* **Exercise instructions**: Write out, word for word, every line from the one containing "trace: backboard metal frame" through the final line of the records.

>>

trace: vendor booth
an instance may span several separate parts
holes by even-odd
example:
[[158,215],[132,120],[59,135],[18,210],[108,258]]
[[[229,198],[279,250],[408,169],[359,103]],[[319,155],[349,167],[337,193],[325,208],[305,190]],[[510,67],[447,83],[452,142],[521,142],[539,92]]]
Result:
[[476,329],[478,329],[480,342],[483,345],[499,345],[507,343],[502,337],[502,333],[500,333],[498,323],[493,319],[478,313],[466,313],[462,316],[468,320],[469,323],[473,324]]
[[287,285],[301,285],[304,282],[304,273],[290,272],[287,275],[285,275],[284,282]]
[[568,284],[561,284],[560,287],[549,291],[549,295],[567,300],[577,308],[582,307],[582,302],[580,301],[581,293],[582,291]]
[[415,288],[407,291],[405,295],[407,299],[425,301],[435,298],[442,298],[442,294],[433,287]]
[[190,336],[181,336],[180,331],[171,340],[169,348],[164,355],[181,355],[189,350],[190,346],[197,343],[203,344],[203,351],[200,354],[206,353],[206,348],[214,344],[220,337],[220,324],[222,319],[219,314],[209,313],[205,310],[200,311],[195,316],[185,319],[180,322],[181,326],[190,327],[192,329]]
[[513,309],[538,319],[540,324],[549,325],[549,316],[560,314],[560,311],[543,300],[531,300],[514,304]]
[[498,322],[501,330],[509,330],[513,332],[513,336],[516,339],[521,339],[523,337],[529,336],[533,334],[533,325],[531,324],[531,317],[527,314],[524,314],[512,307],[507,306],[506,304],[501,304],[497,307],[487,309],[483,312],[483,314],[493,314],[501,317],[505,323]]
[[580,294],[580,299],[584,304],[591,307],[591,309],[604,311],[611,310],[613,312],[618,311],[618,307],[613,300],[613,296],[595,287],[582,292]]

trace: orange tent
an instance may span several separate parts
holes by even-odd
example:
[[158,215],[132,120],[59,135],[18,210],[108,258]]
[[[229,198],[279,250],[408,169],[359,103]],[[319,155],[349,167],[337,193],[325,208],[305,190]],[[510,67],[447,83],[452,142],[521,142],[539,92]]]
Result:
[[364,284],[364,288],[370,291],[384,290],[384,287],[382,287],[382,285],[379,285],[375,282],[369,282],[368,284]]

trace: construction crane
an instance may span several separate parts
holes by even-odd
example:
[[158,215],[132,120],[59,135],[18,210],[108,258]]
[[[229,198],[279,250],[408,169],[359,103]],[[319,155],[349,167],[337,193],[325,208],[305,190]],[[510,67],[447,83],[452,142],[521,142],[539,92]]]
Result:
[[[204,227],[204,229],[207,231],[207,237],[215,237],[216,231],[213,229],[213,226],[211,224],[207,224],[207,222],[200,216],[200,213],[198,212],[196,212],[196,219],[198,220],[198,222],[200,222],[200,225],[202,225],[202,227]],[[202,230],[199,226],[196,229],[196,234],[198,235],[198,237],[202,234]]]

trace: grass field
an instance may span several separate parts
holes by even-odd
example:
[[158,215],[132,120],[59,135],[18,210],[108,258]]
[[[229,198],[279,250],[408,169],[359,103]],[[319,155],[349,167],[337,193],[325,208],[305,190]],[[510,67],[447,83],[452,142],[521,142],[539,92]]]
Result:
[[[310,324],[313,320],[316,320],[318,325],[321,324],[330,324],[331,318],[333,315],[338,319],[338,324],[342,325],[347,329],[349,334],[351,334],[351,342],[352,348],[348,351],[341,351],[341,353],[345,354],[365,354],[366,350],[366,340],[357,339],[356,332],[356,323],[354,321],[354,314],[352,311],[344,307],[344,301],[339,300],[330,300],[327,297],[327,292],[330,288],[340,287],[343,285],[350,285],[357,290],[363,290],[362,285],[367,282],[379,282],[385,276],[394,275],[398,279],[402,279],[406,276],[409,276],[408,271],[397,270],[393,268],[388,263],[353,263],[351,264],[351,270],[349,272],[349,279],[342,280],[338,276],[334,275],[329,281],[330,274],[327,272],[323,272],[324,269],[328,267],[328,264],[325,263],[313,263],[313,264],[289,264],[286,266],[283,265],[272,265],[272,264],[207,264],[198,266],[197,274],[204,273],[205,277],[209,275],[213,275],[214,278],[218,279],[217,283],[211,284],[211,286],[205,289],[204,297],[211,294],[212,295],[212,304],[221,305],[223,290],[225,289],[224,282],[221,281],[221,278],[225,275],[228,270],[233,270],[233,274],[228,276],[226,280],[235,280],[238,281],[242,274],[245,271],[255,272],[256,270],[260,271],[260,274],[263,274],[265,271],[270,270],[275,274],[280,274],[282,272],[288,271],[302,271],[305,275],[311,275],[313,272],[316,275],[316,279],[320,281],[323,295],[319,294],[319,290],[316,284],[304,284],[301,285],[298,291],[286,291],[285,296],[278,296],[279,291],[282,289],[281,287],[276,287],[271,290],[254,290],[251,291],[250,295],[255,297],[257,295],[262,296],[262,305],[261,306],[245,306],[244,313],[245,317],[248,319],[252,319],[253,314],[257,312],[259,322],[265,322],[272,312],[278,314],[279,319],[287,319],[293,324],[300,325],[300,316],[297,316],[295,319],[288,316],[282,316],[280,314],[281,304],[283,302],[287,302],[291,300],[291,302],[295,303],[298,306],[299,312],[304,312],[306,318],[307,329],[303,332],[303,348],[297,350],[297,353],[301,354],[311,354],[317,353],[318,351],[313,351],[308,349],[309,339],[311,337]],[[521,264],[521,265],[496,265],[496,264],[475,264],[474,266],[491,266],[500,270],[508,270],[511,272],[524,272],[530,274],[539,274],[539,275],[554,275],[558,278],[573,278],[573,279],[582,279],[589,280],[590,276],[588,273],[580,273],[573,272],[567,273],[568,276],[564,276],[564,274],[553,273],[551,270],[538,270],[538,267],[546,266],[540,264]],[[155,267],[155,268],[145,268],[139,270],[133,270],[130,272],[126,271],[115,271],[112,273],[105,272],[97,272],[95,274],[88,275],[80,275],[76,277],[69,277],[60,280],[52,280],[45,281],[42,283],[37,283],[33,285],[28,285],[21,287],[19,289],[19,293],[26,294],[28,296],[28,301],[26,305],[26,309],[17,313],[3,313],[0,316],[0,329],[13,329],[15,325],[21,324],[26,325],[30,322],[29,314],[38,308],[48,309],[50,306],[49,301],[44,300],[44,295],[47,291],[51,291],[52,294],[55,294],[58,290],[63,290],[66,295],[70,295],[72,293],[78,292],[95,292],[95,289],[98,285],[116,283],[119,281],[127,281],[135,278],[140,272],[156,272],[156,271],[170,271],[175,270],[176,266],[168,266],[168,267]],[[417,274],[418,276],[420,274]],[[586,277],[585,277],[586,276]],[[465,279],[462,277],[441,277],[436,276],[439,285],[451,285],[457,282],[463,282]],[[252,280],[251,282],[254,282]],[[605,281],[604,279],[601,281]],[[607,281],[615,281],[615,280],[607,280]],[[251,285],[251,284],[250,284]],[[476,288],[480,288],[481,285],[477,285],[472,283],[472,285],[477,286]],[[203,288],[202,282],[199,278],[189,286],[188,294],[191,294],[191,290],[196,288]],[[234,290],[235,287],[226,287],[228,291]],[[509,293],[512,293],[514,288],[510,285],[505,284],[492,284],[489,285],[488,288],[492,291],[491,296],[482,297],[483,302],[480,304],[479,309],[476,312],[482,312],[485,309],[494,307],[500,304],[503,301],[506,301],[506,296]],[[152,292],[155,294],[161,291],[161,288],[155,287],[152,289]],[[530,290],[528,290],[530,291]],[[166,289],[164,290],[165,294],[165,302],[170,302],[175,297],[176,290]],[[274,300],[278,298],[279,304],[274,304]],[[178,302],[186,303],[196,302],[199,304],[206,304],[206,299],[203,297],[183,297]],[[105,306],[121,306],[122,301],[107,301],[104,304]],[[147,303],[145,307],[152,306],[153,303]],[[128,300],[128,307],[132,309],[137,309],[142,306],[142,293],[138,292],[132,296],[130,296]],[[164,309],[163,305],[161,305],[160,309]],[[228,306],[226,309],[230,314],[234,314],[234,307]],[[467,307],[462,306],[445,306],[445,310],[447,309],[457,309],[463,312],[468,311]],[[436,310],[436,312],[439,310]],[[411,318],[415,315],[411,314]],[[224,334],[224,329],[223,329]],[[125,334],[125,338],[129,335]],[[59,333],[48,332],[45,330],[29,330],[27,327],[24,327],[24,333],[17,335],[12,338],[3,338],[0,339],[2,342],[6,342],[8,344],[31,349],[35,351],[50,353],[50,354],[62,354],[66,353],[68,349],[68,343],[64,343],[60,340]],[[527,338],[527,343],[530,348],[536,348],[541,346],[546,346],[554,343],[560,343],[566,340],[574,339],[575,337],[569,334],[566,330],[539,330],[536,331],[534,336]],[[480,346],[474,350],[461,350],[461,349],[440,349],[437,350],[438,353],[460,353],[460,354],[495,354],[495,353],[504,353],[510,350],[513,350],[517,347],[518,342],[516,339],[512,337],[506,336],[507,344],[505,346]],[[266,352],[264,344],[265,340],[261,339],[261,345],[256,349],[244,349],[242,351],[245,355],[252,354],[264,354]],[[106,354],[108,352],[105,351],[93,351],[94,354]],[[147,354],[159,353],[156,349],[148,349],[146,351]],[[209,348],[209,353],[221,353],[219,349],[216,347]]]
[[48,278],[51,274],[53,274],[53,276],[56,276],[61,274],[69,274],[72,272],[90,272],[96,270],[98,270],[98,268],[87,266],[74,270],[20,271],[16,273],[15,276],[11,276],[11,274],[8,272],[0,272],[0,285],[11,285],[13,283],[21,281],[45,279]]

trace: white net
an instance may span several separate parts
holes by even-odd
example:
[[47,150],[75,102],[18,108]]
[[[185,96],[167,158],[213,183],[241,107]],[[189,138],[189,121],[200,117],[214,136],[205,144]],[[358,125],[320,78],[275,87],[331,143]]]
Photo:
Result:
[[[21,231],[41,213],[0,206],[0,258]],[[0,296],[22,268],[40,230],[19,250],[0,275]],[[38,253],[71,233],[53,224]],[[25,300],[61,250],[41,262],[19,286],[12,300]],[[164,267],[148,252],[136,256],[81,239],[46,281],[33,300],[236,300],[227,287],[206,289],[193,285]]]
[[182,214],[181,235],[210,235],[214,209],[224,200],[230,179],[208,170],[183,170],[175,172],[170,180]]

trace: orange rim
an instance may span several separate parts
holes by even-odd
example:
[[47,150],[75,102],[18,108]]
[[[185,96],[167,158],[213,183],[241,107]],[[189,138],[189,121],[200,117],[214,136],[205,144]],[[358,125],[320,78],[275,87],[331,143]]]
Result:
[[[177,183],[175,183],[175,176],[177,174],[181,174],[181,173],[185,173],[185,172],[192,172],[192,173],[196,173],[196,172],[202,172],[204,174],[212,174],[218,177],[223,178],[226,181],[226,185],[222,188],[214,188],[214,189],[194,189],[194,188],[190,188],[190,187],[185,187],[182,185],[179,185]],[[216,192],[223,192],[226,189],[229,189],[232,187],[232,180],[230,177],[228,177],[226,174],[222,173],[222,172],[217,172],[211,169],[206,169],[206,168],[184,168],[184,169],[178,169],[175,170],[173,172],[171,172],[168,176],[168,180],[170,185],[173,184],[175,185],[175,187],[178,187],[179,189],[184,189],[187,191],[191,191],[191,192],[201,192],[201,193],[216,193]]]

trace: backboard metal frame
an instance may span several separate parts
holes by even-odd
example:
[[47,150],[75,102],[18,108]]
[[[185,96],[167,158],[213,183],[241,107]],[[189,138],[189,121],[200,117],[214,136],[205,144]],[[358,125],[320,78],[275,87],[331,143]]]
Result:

<<

* **Exercise output**:
trace: backboard metal frame
an instance may span several separate parts
holes by even-odd
example:
[[47,150],[75,102],[18,108]]
[[[185,96],[167,158],[213,183],[241,107]],[[189,138],[189,121],[200,117],[214,136],[205,144]],[[358,125],[320,78],[275,87],[331,143]]]
Result:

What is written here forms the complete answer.